EXERCISE AIM:
Return every line of the material below that contains the word "chimney".

PROVIDED DATA:
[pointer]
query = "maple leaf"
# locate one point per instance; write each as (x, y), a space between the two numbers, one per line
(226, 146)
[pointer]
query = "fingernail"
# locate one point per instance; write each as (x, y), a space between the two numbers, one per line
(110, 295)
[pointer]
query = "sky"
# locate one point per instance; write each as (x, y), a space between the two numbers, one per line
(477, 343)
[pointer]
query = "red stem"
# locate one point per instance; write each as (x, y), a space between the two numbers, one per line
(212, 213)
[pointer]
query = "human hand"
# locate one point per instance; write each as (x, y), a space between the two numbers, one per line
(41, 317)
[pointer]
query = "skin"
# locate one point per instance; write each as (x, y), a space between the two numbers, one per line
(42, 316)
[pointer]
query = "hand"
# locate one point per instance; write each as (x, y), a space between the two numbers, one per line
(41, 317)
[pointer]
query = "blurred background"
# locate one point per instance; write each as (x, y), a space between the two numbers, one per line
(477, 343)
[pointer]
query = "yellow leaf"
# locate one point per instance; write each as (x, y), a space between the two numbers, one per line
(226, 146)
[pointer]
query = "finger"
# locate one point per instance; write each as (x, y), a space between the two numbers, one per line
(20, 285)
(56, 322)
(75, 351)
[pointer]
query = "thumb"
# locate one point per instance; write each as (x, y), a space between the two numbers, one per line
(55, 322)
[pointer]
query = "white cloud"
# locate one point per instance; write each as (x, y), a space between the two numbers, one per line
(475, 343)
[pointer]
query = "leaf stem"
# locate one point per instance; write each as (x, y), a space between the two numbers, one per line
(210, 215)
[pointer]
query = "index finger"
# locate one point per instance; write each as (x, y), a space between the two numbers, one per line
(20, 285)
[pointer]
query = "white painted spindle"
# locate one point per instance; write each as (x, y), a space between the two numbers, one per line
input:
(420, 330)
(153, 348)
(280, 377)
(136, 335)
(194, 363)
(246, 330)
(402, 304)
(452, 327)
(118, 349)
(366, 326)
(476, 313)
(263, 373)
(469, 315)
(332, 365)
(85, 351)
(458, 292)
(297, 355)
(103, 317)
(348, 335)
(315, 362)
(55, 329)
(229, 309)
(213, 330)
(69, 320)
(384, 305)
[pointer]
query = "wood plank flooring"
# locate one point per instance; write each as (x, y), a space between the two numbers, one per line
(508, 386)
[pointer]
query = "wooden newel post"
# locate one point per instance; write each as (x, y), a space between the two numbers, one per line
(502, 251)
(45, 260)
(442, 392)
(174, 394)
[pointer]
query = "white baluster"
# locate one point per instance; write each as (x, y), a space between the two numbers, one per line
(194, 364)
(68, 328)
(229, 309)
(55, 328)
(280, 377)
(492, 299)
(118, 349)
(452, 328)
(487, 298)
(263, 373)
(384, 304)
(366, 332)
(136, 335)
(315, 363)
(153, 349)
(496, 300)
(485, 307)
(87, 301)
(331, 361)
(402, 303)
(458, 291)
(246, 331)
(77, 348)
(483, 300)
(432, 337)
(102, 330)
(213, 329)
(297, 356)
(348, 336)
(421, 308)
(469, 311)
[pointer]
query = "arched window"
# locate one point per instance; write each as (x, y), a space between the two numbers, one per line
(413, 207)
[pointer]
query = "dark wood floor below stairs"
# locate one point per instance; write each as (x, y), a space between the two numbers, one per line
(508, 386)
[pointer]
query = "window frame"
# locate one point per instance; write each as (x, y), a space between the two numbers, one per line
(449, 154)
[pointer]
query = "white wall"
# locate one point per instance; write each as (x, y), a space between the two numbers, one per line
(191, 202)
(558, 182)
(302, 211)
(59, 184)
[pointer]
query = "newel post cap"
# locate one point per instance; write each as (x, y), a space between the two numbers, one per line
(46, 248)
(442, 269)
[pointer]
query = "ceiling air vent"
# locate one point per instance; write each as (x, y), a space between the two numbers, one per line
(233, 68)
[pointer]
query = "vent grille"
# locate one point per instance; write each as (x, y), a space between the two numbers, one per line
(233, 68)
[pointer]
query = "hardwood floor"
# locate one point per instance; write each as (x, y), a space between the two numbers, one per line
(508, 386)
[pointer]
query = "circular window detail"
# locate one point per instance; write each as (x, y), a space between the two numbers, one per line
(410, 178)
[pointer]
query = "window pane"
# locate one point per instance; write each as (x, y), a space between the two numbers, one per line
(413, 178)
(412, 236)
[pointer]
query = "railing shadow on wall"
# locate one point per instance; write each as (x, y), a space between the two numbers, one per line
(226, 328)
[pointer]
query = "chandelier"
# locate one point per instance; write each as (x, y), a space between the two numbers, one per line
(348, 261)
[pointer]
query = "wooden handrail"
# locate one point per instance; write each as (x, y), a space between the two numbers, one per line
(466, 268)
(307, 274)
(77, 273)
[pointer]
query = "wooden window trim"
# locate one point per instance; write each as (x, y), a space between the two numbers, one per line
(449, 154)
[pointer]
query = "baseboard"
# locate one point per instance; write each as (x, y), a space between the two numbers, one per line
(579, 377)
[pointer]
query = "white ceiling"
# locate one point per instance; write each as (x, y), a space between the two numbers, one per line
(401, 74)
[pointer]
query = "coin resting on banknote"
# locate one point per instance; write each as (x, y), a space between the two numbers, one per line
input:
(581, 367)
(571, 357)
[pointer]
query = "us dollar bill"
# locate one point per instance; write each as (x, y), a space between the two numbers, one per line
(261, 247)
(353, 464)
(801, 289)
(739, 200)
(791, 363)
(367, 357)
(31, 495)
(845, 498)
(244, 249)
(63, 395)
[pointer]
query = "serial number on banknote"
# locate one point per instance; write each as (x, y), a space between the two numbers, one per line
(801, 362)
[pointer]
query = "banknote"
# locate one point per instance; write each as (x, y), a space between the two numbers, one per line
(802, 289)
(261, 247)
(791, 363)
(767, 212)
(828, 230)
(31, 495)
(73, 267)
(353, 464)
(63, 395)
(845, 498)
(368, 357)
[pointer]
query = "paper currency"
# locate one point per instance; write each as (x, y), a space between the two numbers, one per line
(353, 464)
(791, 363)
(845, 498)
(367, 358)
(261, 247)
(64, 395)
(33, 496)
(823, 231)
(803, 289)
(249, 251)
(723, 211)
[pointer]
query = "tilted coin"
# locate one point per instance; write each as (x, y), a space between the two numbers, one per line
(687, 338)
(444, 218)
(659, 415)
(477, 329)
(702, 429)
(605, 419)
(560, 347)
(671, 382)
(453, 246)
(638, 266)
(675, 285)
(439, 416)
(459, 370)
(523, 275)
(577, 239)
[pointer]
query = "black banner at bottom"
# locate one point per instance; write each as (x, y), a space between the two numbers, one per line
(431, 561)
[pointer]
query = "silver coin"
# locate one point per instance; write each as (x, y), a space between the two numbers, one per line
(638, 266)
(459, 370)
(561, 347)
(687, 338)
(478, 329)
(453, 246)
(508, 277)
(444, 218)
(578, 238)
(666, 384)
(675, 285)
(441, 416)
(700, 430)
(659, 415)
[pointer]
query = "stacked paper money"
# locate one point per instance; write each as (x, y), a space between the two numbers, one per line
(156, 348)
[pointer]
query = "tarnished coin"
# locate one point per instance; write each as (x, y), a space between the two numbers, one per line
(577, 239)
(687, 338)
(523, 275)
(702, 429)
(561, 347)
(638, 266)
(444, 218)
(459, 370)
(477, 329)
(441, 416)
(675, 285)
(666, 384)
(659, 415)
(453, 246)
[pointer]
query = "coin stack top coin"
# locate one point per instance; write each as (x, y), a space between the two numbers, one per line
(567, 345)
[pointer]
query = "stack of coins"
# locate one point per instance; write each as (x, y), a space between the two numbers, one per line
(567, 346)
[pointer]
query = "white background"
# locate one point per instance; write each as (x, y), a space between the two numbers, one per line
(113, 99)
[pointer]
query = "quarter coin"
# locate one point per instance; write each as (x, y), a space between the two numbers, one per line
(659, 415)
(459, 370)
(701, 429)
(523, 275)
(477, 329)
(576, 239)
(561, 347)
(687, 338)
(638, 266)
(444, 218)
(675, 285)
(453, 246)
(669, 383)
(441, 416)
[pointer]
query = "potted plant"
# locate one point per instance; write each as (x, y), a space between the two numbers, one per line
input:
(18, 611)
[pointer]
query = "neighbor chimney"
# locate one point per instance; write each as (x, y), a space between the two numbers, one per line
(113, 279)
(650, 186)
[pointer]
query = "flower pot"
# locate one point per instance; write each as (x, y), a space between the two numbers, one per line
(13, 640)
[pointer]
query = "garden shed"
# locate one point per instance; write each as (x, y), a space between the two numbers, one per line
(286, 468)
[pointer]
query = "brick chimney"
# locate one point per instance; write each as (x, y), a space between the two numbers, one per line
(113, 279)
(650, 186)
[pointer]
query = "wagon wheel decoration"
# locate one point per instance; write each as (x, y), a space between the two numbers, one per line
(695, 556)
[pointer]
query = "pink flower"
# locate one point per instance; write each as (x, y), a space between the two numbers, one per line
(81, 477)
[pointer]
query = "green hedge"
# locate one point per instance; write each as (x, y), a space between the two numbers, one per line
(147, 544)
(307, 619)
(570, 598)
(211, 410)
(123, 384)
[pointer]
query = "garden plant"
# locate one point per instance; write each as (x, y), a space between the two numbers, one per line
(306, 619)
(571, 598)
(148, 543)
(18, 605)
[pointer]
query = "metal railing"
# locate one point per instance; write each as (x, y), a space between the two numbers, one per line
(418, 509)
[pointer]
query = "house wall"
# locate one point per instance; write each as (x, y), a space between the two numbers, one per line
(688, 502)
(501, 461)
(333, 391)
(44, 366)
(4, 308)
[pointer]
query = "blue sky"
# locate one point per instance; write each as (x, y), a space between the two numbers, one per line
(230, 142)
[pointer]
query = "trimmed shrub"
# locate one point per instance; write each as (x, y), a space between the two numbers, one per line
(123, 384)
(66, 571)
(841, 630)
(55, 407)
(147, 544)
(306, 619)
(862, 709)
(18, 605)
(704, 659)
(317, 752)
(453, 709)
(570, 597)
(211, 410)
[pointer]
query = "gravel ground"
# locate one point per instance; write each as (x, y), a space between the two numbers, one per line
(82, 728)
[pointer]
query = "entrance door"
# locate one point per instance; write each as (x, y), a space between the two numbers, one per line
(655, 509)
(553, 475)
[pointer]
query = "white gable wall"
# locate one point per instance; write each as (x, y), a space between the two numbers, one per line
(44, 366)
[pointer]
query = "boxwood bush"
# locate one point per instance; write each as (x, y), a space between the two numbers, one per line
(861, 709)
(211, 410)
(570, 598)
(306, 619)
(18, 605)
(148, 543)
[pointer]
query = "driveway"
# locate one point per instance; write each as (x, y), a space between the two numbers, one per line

ANSWER TO THE PROBLEM:
query = "neighbor chimney"
query = "brick chimney"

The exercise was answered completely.